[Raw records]
>> START

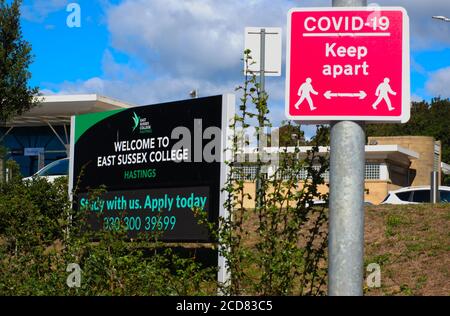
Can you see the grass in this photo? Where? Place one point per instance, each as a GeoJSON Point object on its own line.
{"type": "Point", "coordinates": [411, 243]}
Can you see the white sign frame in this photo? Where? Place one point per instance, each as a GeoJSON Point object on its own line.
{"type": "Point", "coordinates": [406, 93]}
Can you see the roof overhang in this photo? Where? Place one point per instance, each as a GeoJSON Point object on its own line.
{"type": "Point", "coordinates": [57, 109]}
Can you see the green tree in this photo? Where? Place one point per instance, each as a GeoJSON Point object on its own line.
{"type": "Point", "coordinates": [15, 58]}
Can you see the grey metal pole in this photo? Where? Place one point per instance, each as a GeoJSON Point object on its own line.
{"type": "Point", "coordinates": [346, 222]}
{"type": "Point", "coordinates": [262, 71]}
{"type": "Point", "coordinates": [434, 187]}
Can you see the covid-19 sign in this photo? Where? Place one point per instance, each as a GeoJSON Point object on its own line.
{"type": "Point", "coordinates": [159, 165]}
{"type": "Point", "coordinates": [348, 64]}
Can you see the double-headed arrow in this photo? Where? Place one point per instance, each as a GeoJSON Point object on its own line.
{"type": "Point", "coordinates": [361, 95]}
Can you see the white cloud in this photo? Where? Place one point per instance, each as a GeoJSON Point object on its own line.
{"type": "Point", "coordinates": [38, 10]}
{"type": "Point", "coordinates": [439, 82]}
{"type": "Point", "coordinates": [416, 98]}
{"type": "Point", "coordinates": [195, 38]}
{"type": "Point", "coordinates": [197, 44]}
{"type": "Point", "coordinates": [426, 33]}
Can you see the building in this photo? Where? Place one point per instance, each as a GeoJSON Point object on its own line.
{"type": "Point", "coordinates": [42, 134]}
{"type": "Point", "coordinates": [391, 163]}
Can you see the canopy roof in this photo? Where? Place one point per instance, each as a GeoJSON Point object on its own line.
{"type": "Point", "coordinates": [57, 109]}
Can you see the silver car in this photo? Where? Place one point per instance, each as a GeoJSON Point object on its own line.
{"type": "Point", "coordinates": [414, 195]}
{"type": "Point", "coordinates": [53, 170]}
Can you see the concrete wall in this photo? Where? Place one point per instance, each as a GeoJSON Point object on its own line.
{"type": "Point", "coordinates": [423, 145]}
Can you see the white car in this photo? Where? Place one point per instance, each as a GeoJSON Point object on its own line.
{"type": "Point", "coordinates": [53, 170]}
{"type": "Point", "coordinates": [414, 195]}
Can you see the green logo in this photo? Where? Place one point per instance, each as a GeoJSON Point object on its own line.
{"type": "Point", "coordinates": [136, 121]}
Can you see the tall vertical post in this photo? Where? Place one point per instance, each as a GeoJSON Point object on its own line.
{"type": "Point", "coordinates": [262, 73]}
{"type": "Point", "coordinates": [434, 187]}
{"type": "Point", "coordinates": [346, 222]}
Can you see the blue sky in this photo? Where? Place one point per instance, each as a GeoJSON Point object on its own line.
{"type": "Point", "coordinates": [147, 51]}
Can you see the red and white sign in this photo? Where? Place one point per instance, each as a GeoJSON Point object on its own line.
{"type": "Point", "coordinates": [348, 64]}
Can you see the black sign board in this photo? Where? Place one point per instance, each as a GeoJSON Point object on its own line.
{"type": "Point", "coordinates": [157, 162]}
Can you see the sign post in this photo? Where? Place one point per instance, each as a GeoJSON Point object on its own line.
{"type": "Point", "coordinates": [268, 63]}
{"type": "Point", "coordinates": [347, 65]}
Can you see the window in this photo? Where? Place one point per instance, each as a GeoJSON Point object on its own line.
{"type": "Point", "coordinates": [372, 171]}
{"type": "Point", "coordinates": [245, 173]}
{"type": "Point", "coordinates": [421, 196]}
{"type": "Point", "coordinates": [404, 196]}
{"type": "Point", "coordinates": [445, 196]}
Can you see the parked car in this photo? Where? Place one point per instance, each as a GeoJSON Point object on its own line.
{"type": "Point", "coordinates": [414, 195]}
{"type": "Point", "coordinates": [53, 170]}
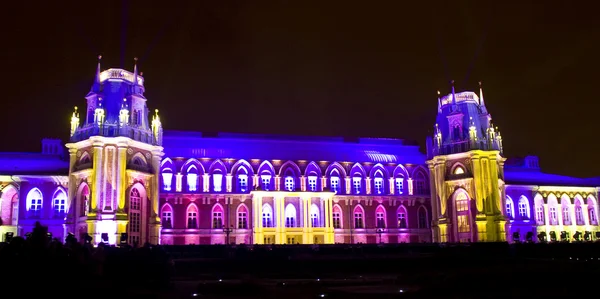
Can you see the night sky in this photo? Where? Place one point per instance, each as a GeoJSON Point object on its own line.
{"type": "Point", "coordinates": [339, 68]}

>> END

→ **DIRECTIVE**
Make an exact copy of the lines of the records from the line containing "Can you see the parked" through the final line, both ends included, but not of the pictures.

→ **WRITTEN RESPONSE**
Can you see the parked car in this photo? Where? Place one point per instance, each as a GeoJSON Point object on its own line.
{"type": "Point", "coordinates": [414, 195]}
{"type": "Point", "coordinates": [53, 170]}
Can you see the night sky in this photo? Where? Place one point per instance, each as a GeoJSON Point object on its own line.
{"type": "Point", "coordinates": [339, 68]}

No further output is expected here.